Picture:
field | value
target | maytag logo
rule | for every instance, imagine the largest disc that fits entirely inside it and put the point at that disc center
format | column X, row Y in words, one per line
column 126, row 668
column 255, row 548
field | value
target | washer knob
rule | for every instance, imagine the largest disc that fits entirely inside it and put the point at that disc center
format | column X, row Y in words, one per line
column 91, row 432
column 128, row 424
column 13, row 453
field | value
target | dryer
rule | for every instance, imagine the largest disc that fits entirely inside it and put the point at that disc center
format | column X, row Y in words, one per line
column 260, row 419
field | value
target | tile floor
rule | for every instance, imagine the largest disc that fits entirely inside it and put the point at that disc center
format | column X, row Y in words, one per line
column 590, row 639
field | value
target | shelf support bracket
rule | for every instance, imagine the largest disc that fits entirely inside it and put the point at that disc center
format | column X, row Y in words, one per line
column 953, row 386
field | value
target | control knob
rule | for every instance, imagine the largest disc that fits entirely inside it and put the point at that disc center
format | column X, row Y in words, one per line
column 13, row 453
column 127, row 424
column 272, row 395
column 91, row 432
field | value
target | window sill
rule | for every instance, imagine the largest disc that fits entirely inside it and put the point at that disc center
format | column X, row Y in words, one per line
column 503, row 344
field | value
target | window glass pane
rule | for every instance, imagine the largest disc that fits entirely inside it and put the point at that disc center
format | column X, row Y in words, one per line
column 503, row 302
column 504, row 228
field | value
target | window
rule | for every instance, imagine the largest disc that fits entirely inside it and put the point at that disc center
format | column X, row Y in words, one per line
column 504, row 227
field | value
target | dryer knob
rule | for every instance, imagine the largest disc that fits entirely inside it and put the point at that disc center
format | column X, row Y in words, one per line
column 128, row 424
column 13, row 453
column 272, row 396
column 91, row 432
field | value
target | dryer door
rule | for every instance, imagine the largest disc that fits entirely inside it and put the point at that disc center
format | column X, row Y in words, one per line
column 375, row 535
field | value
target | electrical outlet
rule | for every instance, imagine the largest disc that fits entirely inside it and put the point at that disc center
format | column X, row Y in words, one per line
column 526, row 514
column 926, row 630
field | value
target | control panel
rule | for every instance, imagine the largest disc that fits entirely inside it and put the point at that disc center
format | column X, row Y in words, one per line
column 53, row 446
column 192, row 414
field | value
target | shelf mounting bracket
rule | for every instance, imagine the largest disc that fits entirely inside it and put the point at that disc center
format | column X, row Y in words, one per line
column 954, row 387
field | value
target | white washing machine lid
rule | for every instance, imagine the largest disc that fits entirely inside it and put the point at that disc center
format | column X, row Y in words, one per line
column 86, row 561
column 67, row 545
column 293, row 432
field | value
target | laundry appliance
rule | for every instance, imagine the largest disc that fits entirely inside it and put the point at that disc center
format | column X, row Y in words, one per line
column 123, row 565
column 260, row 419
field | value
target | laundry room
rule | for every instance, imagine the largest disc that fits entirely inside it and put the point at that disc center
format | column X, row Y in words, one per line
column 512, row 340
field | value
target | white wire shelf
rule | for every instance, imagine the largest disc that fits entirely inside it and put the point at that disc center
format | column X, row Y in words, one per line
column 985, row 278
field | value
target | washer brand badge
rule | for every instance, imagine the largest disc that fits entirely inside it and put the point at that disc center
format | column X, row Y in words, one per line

WHAT YOU WILL DO - Swap every "disc" in these entries for "circle", and leave the rest of the lines unchanged.

RESULT OF THE TASK -
Picture:
field | value
target | maytag logo
rule | for every instance, imagine the largest circle that fits entirely inside it and put the point at that circle center
format | column X, row Y in words, one per line
column 126, row 668
column 255, row 548
field | value
target | washer knob
rule | for every instance, imagine the largest circle that fits entirely inside it and put the point at that circle center
format | column X, row Y in words, one per line
column 91, row 432
column 128, row 424
column 13, row 453
field | value
target | dryer
rule | for every instance, imagine the largest circle that fits entirely inside it and put the point at that circle center
format | column X, row Y in words, one per line
column 260, row 419
field | value
target | tile floor
rule | for every instance, imagine the largest circle that fits entirely inside it and put the point at that circle center
format | column X, row Y in words, one per line
column 590, row 639
field | value
target | shelf support bracket
rule | for every instance, imagine the largest circle that fits entirely inside it and put the point at that circle center
format | column X, row Y in words, one per line
column 953, row 386
field | value
target | control knob
rule | for every instance, imagine the largest circle that fits entirely inside it and put the point at that circle center
format | column X, row Y in words, one per line
column 13, row 453
column 127, row 424
column 272, row 395
column 91, row 432
field | value
target | window sill
rule | for every instance, imagine the largest circle that fits entirely inside it and put the point at that circle center
format | column X, row Y in words, one per line
column 503, row 344
field | value
target | window glass pane
rule | for every instance, imagine the largest circle that fits entirely inside it and put the point at that circle center
format | column X, row Y in words, one per line
column 503, row 302
column 504, row 228
field | value
target | window
rule | for every instance, imagine the largest circle that fits entirely inside it and put the point at that circle center
format | column X, row Y in words, one per line
column 504, row 227
field | value
target | dryer knob
rule | for every instance, imagine the largest circle that fits entirely inside it and put the point at that circle center
format | column X, row Y in words, one per line
column 128, row 424
column 13, row 453
column 272, row 396
column 91, row 432
field | value
target | dryer door
rule | for every instance, imagine the largest circle that fits entirely inside it and put the point at that circle center
format | column X, row Y in words, one per line
column 375, row 535
field | value
target | electrical outlet
rule | for every instance, imagine the largest circle that fits entirely inside it and put the point at that circle center
format | column X, row Y in words, one per line
column 526, row 514
column 926, row 630
field | value
target | control panel
rule | for every instance, imagine the largest circle that fits entirely inside it and put the point at that circle center
format | column X, row Y in words, one per line
column 53, row 446
column 192, row 414
field | value
target | shelf mounting bracket
rule | for every instance, imagine the largest circle that fits entirely inside it and put the point at that circle center
format | column X, row Y in words, one per line
column 954, row 387
field | value
target | white washing machine lid
rule | for every instance, imagine the largest circle that fits entirely inside it and put the point at that circle center
format | column X, row Y in words, one per line
column 86, row 561
column 67, row 545
column 293, row 432
field | value
target | laundry appliance
rule | for every instance, imagine the largest circle that fits entirely inside it and put the point at that circle center
format | column X, row Y in words, one per line
column 123, row 565
column 260, row 419
field | value
target | laundry room
rule | for every instance, imagine the largest circle that fits entirely inside it and put the point at that circle center
format | column X, row Y in words, one per line
column 512, row 340
field | value
target | white wire shelf
rule | for every instance, imagine the largest circle that fits entirely inside it and put the point at that circle center
format | column X, row Y in words, one per line
column 985, row 278
field | value
target | washer brand badge
rule | for every instance, imagine the largest circle that fits entirely inside it and put the point at that circle center
format | column X, row Y in words, one per line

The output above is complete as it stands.